**EXERCISE TASKS**.
a. Edit the passage about Disney keepsakes by writing out everything from "While rummaging through" down to "by my gift." with "programs" replaced by "booklets".
b. Pick up the passage about Disney keepsakes after its last sentence and carry it on.

**TEXT UNDER STUDY**.
---

I’ve also found that when people learn about your affinity for Disney, they’re more than happy to donate to your collection. For instance, a former co-worker approached me one day about 10 years ago with a copy of the famous LIFE Magazine edition from October, 1971, covering the opening of Walt Disney World. He said he was cleaning house and knew I’d appreciate the magazine. To be sure, it is among my most cherished keepsakes, for obvious reasons, but also because of the association I had with the man who was responsible for setting up that classic cover photo: Charlie Ridgway.
Charlie was Walt Disney World’s first public relations director and was so instrumental in getting the word out about Walt’s fabled Florida Project. I interviewed Charlie on several occasions and even had the pleasure of sharing lunch with him at the Yacht Club Resort in 1992. Among the most memorable items in my collection is a personal letter from Charlie after I did a story on WDW, as well as a photo of Charlie and I together during lunch.
While rummaging through my mother’s house after her passing in 2016, I came across two programs for the Disney films Fantasia and Song of the South, which were available to theater patrons during the movies’ runs in New York City in the 1940s. I ended up giving the Fantasia program to Disney Legend Marty Sklar during lunch he and I shared with Disney Files editor Ryan March in November of that year. Marty seemed truly touched by my gift.

---

Stored data entries
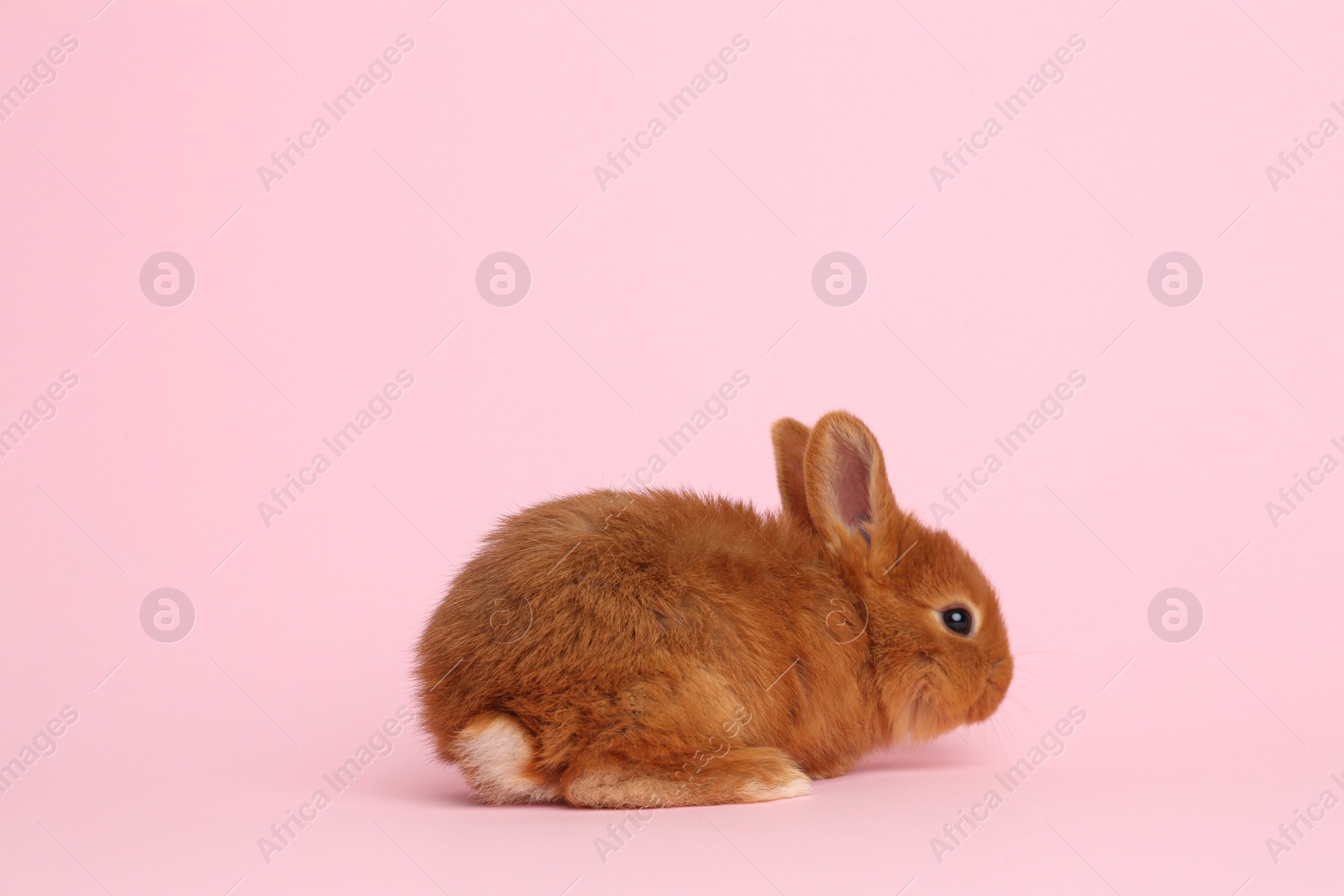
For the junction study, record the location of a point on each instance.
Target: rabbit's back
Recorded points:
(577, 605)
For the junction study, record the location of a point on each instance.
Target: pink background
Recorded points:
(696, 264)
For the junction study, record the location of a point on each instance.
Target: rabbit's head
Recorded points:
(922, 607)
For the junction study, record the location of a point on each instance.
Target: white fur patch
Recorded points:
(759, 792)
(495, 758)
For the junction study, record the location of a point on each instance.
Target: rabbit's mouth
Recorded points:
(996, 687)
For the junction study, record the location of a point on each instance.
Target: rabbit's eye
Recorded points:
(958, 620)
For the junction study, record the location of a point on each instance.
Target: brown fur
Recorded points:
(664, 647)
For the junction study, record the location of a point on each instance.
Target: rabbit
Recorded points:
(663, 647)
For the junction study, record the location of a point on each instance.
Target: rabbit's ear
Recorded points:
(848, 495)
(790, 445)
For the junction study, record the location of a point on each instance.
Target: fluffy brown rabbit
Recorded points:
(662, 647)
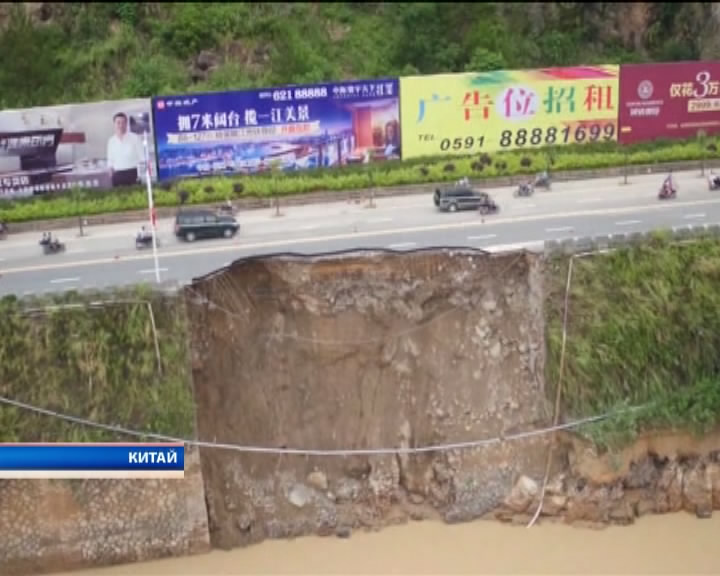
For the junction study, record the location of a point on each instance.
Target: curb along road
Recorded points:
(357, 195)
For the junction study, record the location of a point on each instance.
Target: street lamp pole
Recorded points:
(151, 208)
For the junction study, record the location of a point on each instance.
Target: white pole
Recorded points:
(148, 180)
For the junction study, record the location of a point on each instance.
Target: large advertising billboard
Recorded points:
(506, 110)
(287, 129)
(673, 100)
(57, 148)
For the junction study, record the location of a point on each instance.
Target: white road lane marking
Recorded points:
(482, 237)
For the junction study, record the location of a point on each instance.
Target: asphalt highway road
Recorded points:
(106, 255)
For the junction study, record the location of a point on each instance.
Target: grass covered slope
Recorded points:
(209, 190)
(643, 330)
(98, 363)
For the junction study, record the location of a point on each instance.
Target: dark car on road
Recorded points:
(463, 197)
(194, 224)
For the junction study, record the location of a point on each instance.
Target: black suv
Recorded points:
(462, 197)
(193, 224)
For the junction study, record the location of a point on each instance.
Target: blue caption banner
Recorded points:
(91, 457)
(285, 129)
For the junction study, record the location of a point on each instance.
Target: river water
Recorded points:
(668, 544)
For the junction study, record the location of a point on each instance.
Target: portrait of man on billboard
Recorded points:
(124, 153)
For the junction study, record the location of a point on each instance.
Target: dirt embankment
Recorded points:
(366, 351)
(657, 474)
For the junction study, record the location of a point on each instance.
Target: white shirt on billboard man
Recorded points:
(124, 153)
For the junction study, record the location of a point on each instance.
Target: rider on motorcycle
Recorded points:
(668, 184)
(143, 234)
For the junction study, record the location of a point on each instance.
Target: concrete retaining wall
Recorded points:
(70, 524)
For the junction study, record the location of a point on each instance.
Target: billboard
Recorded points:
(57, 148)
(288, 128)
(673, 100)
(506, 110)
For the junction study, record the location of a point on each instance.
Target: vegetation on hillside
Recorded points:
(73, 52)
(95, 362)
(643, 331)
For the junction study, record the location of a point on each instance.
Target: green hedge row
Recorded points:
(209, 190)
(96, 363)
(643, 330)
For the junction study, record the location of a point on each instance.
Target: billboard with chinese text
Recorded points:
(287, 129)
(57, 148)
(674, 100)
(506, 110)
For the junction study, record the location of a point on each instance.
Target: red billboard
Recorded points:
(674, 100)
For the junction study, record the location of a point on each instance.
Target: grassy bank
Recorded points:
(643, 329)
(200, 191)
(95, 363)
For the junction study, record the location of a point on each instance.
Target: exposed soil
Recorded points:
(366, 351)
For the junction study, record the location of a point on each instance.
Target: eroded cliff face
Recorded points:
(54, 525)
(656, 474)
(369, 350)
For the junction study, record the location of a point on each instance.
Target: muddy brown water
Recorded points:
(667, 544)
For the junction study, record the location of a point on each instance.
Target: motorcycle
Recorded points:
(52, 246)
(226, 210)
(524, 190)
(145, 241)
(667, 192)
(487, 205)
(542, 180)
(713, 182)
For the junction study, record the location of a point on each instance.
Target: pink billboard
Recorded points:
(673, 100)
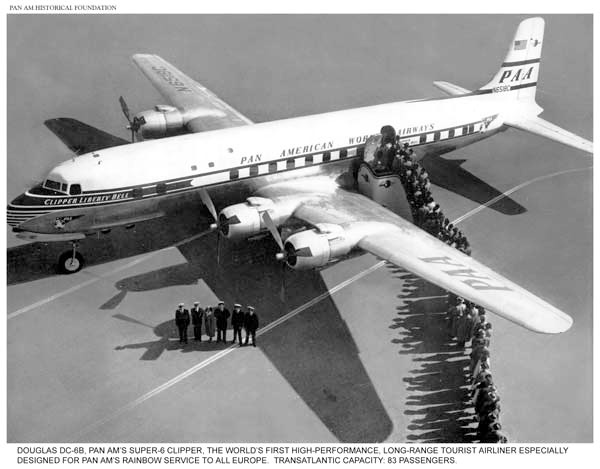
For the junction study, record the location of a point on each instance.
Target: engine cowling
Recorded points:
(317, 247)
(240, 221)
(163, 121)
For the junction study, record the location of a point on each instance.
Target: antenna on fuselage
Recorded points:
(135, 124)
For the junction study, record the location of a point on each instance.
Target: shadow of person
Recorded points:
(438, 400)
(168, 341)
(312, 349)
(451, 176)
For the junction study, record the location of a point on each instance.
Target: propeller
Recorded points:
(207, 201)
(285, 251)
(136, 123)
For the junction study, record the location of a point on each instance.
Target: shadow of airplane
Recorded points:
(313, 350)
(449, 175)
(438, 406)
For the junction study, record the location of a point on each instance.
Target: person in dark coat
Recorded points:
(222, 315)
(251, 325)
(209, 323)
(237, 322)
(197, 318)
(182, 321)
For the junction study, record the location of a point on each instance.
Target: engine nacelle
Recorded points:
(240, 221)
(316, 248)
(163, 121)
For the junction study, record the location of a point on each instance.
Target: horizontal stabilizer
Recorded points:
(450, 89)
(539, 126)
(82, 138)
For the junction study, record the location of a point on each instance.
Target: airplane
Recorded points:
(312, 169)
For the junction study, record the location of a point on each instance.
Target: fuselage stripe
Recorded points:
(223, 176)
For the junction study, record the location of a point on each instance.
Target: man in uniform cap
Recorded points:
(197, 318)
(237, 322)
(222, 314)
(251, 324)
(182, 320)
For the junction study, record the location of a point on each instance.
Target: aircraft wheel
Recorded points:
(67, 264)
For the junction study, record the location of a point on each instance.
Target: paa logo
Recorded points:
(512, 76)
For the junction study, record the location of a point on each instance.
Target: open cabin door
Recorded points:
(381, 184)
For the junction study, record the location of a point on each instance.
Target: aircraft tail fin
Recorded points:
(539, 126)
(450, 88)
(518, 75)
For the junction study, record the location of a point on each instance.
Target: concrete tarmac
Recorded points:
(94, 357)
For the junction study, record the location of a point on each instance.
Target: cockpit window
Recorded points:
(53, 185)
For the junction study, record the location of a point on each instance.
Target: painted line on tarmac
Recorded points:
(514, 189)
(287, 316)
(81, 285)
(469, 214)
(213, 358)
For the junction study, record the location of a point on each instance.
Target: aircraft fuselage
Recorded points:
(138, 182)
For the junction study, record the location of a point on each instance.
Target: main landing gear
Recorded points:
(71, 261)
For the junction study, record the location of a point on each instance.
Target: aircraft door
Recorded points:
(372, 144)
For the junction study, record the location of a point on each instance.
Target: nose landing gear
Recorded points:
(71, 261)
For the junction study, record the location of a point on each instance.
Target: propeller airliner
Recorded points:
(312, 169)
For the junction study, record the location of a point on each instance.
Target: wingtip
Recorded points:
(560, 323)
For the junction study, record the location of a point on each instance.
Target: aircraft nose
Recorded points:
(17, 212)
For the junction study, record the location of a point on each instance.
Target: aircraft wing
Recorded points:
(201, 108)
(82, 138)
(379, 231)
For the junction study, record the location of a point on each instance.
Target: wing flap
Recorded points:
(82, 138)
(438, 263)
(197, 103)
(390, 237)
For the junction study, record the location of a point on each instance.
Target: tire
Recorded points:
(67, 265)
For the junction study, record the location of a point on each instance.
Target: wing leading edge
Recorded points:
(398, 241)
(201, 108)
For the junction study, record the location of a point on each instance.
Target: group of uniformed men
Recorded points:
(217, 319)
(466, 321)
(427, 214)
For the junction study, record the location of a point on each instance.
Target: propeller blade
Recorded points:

---

**RESPONSES FOR EACH TASK**.
a.
While rummaging through my mother’s house after her passing in 2016, I came across two booklets for the Disney films Fantasia and Song of the South, which were available to theater patrons during the movies’ runs in New York City in the 1940s. I ended up giving the Fantasia program to Disney Legend Marty Sklar during lunch he and I shared with Disney Files editor Ryan March in November of that year. Marty seemed truly touched by my gift.

b.
I still have the Song of the South program, which includes many interesting segments. There’s a note from Walt himself: “No folk tales are better loved than Joel Chandler Harris’ ‘Uncle Remus,’ stories in which the southern negroes [sic] brought the warmth of their humble firesides into the hearts of people everywhere. And if, now, in Song of the South, we have succeeded in a measure to help perpetuate a priceless literary treasure — my co-workers and I shall, indeed, be very happy.”
In the credits, many of the finest Disney artistic talents are listed, including Ken Anderson, Claude Coats, Mary Blair, Eric Larsen, Marc Davis, Ollie Johnston, Don Lusk, Harvey Toombs, Blaine Gibson and Ub Iwerks.
Speaking of movie programs, in 1985 Disney released the long-anticipated sequel to The Wizard of Oz, called Return to Oz. The film enjoyed an exclusive run at Radio City Music Hall in New York City, which may well have portended Disney’s initiative to begin producing shows on Broadway. Tied into the Return to Oz screening was a full stage production, The Magical World of Disney, which also was featured in the program.
“The Magical World of Disney takes Mickey Mouse and three children on an enchanted journey through unforgettable scenes inspired by beloved Disney films,” the program reads. “A cast of 82 performers, including Radio City’s famed Rockettes, a full orchestra and lavish special effects add up to a musical extravaganza.”
Easily the most unique item in my collection is a poster I created and brought to the D23 event tied to Walt Disney World’s 40th anniversary in 2011. Among the highlights of the weekend was an autograph session with 12 of the Disney Legends who were on hand.
Rather than bring a handful of books for them to sign individually, I designed a poster celebrating the event, with as many photos of those in attendance included as I could find. When I couldn’t find a photo of a participant, I dug up a photo related to WDW’s opening … such as the LIFE magazine opening day cover or a picture of Roy Disney dedicating the Magic Kingdom. To fill out the poster, I included photos of Walt Disney and Annette Funicello.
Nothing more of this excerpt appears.